#### WHAT IS NEEDED:
Output the line with "firefighter's jacket in the photo above accordingly." and every following line to the end of the material, exactly as they appear.

#### EXCERPTED DATA:

===============

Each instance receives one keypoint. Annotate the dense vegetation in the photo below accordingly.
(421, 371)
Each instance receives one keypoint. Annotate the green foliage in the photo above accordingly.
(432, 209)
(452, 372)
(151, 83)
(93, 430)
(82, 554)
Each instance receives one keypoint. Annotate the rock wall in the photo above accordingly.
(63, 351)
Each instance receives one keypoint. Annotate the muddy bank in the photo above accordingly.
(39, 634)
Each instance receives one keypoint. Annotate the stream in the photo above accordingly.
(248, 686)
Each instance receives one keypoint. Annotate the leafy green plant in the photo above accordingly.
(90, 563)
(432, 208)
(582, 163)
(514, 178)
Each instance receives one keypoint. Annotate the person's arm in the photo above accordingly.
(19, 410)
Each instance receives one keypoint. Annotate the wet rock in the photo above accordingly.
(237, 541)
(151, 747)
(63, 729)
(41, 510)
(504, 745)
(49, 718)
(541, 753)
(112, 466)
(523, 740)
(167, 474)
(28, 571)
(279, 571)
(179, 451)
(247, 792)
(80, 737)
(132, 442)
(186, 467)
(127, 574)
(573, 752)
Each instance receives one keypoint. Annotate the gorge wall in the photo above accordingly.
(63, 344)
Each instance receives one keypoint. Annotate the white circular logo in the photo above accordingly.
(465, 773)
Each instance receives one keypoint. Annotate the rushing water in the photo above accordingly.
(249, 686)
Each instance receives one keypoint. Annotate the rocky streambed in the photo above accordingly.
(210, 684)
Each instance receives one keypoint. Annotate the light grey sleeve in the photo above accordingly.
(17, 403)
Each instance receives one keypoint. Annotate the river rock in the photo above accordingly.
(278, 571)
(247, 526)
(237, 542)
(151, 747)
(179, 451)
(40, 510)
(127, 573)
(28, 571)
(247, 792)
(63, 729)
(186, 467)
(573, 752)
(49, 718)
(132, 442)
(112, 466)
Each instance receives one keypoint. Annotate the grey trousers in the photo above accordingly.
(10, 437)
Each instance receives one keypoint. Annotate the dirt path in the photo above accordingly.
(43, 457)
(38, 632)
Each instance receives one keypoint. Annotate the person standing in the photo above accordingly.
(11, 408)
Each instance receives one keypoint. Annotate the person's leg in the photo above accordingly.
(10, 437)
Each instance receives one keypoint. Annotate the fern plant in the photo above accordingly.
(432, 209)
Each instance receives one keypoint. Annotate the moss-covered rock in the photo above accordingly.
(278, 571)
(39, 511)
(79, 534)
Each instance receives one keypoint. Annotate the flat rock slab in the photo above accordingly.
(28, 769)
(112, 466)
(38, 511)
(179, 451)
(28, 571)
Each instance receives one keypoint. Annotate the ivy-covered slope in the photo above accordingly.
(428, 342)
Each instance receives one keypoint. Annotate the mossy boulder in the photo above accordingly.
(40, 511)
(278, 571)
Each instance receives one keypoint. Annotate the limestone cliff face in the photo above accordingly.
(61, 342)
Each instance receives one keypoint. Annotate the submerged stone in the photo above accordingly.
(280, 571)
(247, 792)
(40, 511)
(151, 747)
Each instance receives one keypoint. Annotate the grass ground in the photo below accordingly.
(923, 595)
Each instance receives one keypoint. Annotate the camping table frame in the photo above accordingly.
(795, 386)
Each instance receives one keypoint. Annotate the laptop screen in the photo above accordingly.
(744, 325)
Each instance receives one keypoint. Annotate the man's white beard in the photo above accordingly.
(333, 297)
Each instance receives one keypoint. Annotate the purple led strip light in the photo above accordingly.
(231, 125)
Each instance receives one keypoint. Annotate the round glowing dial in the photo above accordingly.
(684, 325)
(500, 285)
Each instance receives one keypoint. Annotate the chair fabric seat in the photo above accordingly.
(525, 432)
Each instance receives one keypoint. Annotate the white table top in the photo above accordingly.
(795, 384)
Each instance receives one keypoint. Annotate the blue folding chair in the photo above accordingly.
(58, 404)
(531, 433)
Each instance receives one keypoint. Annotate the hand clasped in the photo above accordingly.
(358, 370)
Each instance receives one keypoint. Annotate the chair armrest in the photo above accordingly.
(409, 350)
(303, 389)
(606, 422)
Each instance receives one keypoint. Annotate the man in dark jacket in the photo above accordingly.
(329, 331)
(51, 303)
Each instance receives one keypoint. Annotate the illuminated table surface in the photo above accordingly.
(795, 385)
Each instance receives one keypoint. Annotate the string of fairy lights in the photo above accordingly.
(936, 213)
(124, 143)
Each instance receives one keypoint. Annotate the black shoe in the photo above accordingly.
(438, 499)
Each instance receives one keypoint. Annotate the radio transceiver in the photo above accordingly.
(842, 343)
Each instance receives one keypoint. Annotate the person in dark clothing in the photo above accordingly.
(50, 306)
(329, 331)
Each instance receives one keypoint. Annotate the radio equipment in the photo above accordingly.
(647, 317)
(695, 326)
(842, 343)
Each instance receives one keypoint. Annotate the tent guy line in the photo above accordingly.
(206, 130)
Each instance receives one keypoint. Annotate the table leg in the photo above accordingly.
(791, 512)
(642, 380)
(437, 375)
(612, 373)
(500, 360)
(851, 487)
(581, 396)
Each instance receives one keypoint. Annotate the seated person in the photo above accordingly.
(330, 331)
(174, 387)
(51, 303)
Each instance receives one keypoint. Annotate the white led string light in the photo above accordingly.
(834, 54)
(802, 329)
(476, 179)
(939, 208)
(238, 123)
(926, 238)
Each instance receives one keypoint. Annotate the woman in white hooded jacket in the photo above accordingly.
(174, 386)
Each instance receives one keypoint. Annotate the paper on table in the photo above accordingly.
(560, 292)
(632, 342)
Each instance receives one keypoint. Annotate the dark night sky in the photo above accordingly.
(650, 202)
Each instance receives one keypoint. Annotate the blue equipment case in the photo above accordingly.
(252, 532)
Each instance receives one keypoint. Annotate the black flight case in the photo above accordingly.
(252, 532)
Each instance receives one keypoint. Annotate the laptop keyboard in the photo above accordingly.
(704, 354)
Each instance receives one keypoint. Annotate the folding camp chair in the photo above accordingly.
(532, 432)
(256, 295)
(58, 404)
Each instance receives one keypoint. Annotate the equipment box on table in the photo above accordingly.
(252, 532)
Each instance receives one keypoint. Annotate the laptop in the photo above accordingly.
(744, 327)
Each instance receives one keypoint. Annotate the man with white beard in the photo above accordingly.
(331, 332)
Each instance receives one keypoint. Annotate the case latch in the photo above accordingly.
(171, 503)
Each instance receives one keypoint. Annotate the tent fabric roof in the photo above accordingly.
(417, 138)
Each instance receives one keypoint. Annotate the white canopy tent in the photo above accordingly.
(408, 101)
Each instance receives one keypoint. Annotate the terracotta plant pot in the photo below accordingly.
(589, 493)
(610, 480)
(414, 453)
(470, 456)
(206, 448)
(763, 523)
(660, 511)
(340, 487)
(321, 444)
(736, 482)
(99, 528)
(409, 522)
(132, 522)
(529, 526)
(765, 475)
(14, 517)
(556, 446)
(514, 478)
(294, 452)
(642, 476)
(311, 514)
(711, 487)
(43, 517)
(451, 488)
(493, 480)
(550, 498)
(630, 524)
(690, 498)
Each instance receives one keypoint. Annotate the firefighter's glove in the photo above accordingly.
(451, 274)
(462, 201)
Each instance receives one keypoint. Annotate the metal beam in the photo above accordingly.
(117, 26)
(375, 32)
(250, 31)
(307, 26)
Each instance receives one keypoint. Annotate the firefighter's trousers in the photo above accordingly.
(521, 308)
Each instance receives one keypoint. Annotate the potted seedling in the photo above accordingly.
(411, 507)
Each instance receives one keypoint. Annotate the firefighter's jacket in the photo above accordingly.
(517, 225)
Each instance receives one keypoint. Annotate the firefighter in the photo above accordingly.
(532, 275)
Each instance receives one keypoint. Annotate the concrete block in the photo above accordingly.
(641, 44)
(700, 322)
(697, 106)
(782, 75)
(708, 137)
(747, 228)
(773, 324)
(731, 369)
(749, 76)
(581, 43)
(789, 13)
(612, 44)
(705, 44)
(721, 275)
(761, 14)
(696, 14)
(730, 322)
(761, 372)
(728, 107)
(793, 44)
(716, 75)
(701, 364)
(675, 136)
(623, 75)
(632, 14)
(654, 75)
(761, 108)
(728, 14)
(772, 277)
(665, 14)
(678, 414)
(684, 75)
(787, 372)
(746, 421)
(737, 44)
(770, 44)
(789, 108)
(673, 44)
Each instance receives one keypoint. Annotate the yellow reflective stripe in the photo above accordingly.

===============

#### RESPONSE BELOW:
Each instance receives one keypoint. Annotate the firefighter's jacket in the photo above accordingly.
(517, 225)
Each instance receives one keypoint. Annotate the firefighter in the photo above accordingly.
(532, 275)
Each instance receives one keypoint. Annotate the concrete block in the photo above accordingly.
(641, 44)
(700, 322)
(697, 106)
(782, 75)
(708, 137)
(747, 228)
(773, 324)
(731, 369)
(749, 76)
(581, 43)
(789, 13)
(612, 44)
(705, 44)
(721, 275)
(761, 14)
(696, 14)
(730, 322)
(761, 372)
(728, 107)
(793, 44)
(716, 75)
(701, 364)
(675, 136)
(623, 75)
(632, 14)
(654, 75)
(761, 108)
(728, 14)
(772, 277)
(665, 14)
(678, 414)
(684, 75)
(787, 372)
(746, 421)
(737, 44)
(770, 44)
(789, 108)
(673, 44)
Each instance receives one keypoint. Annotate the yellow reflective stripe in the photo above accordingly.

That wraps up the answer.